> Supplied data:
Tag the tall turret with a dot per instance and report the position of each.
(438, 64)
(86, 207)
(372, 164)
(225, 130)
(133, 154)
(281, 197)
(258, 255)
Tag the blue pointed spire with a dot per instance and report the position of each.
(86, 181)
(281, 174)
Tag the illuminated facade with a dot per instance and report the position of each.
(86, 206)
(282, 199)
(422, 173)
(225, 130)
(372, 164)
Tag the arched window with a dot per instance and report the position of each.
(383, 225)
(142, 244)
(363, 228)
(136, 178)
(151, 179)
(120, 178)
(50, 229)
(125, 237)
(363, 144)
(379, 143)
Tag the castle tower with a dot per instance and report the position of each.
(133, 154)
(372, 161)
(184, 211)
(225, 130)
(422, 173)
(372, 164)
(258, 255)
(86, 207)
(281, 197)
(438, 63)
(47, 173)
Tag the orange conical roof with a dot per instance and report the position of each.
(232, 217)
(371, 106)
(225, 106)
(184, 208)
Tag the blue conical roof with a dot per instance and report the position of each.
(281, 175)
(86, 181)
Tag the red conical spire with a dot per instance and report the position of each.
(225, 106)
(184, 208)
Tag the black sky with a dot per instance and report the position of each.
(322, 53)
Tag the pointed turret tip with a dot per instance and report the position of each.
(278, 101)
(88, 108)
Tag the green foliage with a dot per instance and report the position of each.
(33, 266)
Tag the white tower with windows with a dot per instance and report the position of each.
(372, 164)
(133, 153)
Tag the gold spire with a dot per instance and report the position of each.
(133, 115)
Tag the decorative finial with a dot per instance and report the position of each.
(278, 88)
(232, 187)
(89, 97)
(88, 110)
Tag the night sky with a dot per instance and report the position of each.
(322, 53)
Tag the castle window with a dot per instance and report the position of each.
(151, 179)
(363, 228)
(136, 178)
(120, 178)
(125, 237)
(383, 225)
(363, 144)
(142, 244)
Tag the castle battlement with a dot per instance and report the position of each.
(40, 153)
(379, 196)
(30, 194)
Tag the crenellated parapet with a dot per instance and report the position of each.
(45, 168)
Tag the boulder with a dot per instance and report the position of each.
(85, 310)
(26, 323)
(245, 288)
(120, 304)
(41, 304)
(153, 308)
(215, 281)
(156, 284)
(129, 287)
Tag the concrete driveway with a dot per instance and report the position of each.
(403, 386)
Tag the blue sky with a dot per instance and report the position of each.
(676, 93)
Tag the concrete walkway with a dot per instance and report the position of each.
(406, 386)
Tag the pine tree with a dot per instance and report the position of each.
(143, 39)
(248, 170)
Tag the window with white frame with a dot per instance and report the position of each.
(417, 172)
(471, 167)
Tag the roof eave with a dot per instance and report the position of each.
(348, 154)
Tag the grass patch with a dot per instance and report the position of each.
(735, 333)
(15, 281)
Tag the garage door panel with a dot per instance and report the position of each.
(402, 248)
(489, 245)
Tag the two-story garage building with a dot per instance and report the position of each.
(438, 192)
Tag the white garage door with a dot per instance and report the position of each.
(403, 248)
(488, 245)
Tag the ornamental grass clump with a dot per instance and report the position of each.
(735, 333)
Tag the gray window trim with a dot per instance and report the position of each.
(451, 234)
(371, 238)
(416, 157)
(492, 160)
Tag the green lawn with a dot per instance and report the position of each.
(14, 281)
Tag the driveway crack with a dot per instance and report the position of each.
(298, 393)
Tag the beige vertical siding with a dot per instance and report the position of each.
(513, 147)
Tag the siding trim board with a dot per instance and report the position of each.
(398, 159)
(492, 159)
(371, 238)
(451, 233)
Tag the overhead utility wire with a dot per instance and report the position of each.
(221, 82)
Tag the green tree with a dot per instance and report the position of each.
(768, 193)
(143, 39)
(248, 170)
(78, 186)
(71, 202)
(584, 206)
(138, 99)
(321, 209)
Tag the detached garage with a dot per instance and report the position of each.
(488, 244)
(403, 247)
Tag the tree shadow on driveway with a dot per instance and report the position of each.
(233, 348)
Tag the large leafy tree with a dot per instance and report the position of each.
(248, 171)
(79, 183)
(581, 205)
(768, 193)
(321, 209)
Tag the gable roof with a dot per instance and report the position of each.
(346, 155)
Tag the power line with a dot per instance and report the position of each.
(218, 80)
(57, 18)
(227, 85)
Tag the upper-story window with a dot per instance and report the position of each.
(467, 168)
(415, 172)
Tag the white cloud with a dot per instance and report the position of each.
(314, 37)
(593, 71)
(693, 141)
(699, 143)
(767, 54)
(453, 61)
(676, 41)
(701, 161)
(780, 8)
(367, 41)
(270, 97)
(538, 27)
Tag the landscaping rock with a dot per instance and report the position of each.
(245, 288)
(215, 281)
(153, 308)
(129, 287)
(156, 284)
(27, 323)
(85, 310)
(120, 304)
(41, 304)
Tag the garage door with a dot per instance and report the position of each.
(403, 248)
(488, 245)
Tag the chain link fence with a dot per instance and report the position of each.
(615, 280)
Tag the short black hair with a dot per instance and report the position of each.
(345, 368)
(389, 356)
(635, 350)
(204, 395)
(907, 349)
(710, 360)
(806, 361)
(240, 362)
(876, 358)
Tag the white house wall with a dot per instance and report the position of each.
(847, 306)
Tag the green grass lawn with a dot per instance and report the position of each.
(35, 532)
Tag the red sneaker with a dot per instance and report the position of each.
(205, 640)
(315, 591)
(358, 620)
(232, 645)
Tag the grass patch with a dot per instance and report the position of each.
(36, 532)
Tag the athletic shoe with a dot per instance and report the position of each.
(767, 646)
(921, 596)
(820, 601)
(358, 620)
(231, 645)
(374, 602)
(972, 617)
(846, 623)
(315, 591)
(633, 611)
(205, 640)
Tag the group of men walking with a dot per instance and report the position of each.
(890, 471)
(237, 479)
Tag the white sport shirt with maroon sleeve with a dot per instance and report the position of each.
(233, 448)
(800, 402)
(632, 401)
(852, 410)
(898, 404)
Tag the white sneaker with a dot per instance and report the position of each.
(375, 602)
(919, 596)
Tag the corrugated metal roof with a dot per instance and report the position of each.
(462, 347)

> Work required: Give the records back in full, word for word.

> Exercise answer:
Tag the tall turret with a dot per instance and report the position of each.
(438, 64)
(86, 207)
(372, 164)
(225, 130)
(133, 154)
(281, 197)
(258, 255)
Tag the blue pointed spire with a dot per instance and report the position of each.
(86, 181)
(281, 174)
Tag the illuminated facade with a dot per instance and report the position of each.
(86, 206)
(282, 199)
(422, 173)
(225, 130)
(372, 164)
Tag the arched window with a dot per instance and report the position of each.
(383, 225)
(142, 244)
(363, 228)
(136, 178)
(151, 179)
(120, 178)
(50, 229)
(125, 237)
(363, 144)
(379, 143)
Tag the castle tower with a dot per instance and report the position of each.
(133, 154)
(372, 161)
(184, 211)
(225, 130)
(422, 173)
(372, 164)
(258, 255)
(86, 207)
(281, 197)
(438, 63)
(47, 173)
Tag the orange conical roof with a dot per instance and report the position of each.
(232, 217)
(371, 106)
(225, 106)
(184, 208)
Tag the blue conical roof with a dot per instance and report the position of each.
(281, 175)
(86, 181)
Tag the red conical spire with a dot per instance and report the position of each.
(225, 106)
(184, 208)
Tag the black sky with a dot per instance and report the position of each.
(322, 53)
Tag the pointed turret tip with a dot per instance and report the position of each.
(278, 101)
(88, 108)
Tag the green foliage with a dot per instance and report the position of each.
(33, 266)
Tag the white tower with windows with a dot per instance and report the position of each.
(372, 164)
(133, 153)
Tag the gold spire with a dot per instance and report the position of each.
(133, 115)
Tag the decorative finial with a dot per instance and report the position of each.
(278, 88)
(232, 187)
(89, 97)
(88, 110)
Tag the night sky with a dot per instance and report the position of each.
(322, 53)
Tag the castle window with a dot per instance and report the position of each.
(151, 179)
(363, 228)
(136, 178)
(120, 178)
(125, 237)
(383, 225)
(363, 144)
(142, 244)
Tag the castle battlement with a dot per instance and report the position of each.
(40, 153)
(379, 196)
(30, 194)
Tag the crenellated parapet with a dot per instance and report the position of each.
(45, 168)
Tag the boulder with a dot per instance and report the position of each.
(85, 310)
(26, 323)
(245, 288)
(120, 304)
(41, 304)
(153, 308)
(215, 281)
(156, 284)
(129, 287)
Tag the concrete driveway with a dot per instance and report the position of each.
(403, 386)
Tag the blue sky with a dot per instance and report the position of each.
(676, 93)
Tag the concrete walkway with a dot per instance and report the position of each.
(406, 386)
Tag the pine tree with a dot per instance and report the position of each.
(143, 39)
(248, 170)
Tag the window with white frame with a dot per instance and report the position of each.
(417, 172)
(471, 167)
Tag the roof eave with a dot per instance and report the position of each.
(348, 154)
Tag the grass patch with a dot per instance and report the position of each.
(735, 333)
(15, 281)
Tag the garage door panel with a dot per instance and report the position of each.
(402, 248)
(489, 245)
Tag the two-story garage building with a dot per instance and report the position of each.
(438, 192)
Tag the white garage door with a dot per instance and report the position of each.
(403, 248)
(488, 245)
Tag the ornamental grass clump with a dot per instance and report the position of each.
(735, 333)
Tag the gray window trim with a dot per instance and report the position of each.
(451, 234)
(371, 238)
(416, 157)
(492, 160)
Tag the green lawn with a dot per instance and report the position of each.
(14, 281)
Tag the driveway crack with a dot per instance and report the position of each.
(298, 393)
Tag the beige vertical siding with a dot per instance and report the position of each.
(513, 147)
Tag the siding trim board with a dot per instance and report the position of each.
(398, 159)
(492, 159)
(371, 238)
(451, 233)
Tag the overhead utility wire with a dot per instance and report the position of each.
(221, 82)
Tag the green tree with a dot per instance and report the position of each.
(768, 193)
(143, 39)
(248, 170)
(78, 186)
(71, 202)
(584, 206)
(138, 99)
(321, 209)
Tag the detached garage with a dot per instance and report the position of each.
(488, 244)
(403, 247)
Tag the tree shadow on driveway with a dot per instance and report the position of each.
(233, 348)
Tag the large leafy tree with a dot per instance and report the position of each.
(248, 171)
(79, 183)
(581, 205)
(768, 193)
(321, 209)
Tag the gable roof with a dot per instance and report the position of each.
(346, 155)
Tag the power line with a dot per instance and report the position of each.
(218, 80)
(57, 18)
(227, 85)
Tag the upper-story window with a dot per instance and report the position of each.
(467, 168)
(415, 172)
Tag the white cloud with a dot per instance and report the position of each.
(314, 37)
(593, 71)
(693, 141)
(699, 143)
(767, 54)
(453, 61)
(676, 41)
(701, 161)
(780, 8)
(367, 41)
(270, 97)
(538, 27)
Tag the landscaping rock with a dot per instance and report the position of each.
(245, 288)
(215, 281)
(153, 308)
(129, 287)
(156, 284)
(27, 323)
(85, 310)
(120, 304)
(41, 304)
Tag the garage door with a dot per instance and report the position of each.
(403, 248)
(488, 245)
Tag the chain link fence with a dot per instance and report the position of each.
(615, 280)
Tag the short black hair with a dot per instance and report the position of each.
(345, 368)
(389, 356)
(635, 350)
(204, 395)
(907, 349)
(710, 360)
(806, 361)
(240, 362)
(876, 358)
Tag the white house wall with a dot per instance and report the position of each.
(847, 306)
Tag the green grass lawn with a dot per instance and report the position of each.
(35, 532)
Tag the red sneaker with a dot per instance and report the position of each.
(205, 640)
(315, 591)
(358, 620)
(232, 645)
Tag the grass patch with a dot per instance and report the position of each.
(36, 532)
Tag the athletic shoe with a dot per instance and report the position of each.
(767, 646)
(921, 596)
(820, 601)
(358, 620)
(231, 645)
(374, 602)
(972, 617)
(846, 623)
(315, 591)
(633, 611)
(205, 640)
Tag the group of men walking with a dot per instance and report the position of each.
(890, 471)
(237, 479)
Tag the white sport shirt with maroon sleeve with a dot per instance and report the position of each.
(233, 448)
(800, 402)
(632, 401)
(852, 410)
(898, 404)
Tag the white sneaker with a dot per instance and report the position of each.
(375, 602)
(919, 596)
Tag the corrugated metal roof with a dot per instance and report the position of each.
(462, 347)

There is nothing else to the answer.